▶ **Artikel**:
■ ■ ■
Apa Yang Mendorong Populisme?



Apa Yang Mendorong Populisme? - Apakah budaya atau ekonomi? Pertanyaan itu membingkai banyak debat mengenai populisme kontemporer. Apakah kepresidenan Donald Trump, Brexit, dan kebangkitan partai-partai politik nativis sayap-kanan di Eropa kontinental adalah konsekuensi dari keretakan dalam nilai antara kaum konservatif sosial dengan kaum liberal sosial, di mana yang pertama mendukung para politisi xenofobik, etno-nasionalis, dan otoriter? Ataukah semua itu merupakan cerminan dari kecemasan dan rasa tak aman banyak pemilik suara, yang dipicu oleh krisis keuangan, penghematan, dan globalisasi?

Tergantung pada jawabannya. Jika populisme otoritarian berakar dalam ekonomi, maka obatnya yang layak adalah populisme jenis lain yang menyasar pada ketidakadilan dan inklusi ekonomi, tapi pluralis dalam pandangan politiknya serta tidak serta merta merusak demokrasi. Jika ia berakar dalam budaya dan persoalan nilai, bagaimanapun juga, ada lebih sedikit pilihan obat. Demokrasi liberal mungkin terkutuk oleh dinamika dan kontradiksi internalnya sendiri.

Beberapa versi argumen budaya bisa diabaikan begitu saja. Misalnya, banyak komentator di Amerika Serikat yang fokus pada daya tarik rasisme Trump. Tapi rasisme dalam satu dan lain bentuk telah menjadi fitur tetap dari masyarakat AS dan tidak bisa menjelaskan pada kita, dalam caranya sendiri, kenapa manipulasi Trump atas rasisme terbukti sangat populer. Yang konstan tidak bisa menjelaskan perubahan.

Pertimbangan lain lebih canggih. Versi argumen serangan balik budaya yang lebih teliti dan ambisius telah dikembangkan oleh rekan Harvard Kennedy School saya Pippa Norris dan Ronald Inglehart dari University of Michigan. Dalam buku terbaru, mereka menyatakan bahwa populisme otoritarian adalah konsekuensi dari pergeseran generasional jangka panjang dalam nilai-nilai.
■ ■ ■
▶ **Bahan**:
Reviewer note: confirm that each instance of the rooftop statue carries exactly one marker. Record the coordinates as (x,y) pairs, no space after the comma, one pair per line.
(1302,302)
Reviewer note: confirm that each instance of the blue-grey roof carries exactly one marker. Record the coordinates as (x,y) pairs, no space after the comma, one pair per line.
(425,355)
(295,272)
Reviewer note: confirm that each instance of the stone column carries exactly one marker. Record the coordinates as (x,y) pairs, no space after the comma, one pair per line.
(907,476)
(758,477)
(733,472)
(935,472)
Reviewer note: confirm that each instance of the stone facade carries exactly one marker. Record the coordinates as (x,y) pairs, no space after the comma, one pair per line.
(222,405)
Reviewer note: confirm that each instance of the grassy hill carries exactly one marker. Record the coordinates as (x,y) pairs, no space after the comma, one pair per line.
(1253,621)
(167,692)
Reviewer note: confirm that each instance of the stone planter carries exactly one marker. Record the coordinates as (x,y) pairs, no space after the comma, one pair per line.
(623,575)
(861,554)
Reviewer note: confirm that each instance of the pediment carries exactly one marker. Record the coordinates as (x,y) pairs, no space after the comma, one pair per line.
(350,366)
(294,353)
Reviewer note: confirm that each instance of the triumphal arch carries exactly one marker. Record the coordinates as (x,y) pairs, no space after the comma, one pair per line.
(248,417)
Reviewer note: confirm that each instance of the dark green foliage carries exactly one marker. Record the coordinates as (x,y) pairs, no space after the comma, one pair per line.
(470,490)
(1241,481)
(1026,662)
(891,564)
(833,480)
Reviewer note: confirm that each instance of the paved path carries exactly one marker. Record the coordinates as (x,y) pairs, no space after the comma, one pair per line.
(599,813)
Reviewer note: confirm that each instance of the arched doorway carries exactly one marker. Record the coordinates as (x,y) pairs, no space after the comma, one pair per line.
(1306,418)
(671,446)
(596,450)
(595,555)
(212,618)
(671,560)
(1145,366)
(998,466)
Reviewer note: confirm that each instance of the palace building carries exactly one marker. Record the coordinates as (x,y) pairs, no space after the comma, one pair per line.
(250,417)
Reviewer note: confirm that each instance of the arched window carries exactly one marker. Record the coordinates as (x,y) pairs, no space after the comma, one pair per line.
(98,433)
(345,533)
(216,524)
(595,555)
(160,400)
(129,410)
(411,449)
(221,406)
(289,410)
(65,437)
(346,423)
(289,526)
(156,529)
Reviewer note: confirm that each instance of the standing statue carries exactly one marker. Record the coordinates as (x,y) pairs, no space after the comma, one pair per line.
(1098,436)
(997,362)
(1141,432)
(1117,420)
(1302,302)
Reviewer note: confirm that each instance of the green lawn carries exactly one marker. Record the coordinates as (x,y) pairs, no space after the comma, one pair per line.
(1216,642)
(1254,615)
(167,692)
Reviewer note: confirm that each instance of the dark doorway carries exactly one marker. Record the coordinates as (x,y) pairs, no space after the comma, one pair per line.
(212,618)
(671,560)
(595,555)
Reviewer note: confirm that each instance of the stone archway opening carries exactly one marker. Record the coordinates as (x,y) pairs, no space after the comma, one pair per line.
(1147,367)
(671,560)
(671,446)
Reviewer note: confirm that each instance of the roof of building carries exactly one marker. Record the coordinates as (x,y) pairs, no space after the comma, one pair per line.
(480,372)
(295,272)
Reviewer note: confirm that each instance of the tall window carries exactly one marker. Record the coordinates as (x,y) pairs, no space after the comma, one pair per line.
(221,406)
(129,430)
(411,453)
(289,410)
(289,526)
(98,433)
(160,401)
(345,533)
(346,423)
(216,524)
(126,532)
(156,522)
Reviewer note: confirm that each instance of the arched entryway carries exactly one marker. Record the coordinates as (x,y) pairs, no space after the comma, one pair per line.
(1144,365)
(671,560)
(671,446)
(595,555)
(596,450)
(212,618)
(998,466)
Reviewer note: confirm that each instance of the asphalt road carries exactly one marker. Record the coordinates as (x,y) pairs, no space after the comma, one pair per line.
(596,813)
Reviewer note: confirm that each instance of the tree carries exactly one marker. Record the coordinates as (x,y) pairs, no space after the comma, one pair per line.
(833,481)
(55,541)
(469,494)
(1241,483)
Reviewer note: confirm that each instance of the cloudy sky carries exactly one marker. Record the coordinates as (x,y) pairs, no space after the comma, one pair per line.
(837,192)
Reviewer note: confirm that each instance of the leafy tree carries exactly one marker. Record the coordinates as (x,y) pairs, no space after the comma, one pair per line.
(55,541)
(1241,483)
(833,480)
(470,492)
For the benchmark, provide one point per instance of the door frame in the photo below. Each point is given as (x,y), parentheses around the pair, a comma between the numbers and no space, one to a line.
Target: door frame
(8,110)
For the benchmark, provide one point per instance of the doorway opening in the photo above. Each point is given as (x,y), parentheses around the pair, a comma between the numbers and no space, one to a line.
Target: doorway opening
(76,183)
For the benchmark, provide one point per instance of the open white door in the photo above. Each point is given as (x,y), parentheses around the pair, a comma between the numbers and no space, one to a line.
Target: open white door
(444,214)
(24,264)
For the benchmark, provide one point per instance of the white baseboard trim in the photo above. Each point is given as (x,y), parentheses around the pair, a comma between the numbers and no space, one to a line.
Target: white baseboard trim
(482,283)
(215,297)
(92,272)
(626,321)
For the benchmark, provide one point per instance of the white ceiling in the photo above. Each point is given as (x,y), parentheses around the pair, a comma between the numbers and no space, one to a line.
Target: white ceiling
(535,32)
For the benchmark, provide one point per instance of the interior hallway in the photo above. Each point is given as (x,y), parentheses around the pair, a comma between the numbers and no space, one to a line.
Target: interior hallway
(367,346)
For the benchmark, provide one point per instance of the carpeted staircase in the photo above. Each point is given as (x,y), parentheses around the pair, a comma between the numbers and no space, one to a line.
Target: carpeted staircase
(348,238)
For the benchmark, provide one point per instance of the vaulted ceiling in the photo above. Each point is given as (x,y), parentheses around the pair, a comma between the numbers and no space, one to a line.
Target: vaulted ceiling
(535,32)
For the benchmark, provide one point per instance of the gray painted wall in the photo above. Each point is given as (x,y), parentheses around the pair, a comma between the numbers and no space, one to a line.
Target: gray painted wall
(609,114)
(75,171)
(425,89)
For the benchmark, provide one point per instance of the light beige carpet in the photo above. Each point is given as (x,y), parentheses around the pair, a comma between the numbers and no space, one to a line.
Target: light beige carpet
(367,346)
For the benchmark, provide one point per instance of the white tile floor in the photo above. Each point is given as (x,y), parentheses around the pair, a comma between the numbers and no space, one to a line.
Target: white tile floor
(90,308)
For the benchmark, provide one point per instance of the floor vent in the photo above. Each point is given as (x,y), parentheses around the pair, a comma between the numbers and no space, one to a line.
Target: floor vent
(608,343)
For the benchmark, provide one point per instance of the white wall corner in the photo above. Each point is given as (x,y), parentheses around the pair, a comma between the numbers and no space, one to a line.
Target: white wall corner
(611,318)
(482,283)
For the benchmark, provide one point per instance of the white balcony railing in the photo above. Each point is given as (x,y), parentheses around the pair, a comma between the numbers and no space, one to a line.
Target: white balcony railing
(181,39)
■ ■ ■
▶ **Tugas 1**: Kutip kembali setiap baris entri yang memuat kata "window".
▶ **Tugas 2**: Perpanjang artikel tentang populisme dengan menulis lanjutannya setelah kalimat terakhir yang tercantum.
Artikel dan entri di atas adalah dua bahan yang terpisah satu sama lain.

▶ **Jawaban 1**:
Reviewer note: confirm that each instance of the arched window carries exactly one marker. Record the coordinates as (x,y) pairs, no space after the comma, one pair per line.
Reviewer note: confirm that each instance of the tall window carries exactly one marker. Record the coordinates as (x,y) pairs, no space after the comma, one pair per line.

▶ **Jawaban 2**:
Begitu generasi yang lebih muda menjadi lebih kaya, lebih terdidik, dan lebih aman, mereka mengadopsi nilai-nilai “pasca-materialis” yang menekankan sekularisme, otonomi pribadi, dan keragaman dengan mengorbankan relijiusitas, struktur keluarga tradisional, dan keselarasan. Generasi yang lebih tua menjadi terasingkan – secara efektif menjadi “orang asing di negeri mereka.” Meski para tradisionalis ini sekarang merupakan kelompok yang lebih kecil dalam angka, mereka memilih dalam jumlah yang lebih besar dan lebih aktif secara politis.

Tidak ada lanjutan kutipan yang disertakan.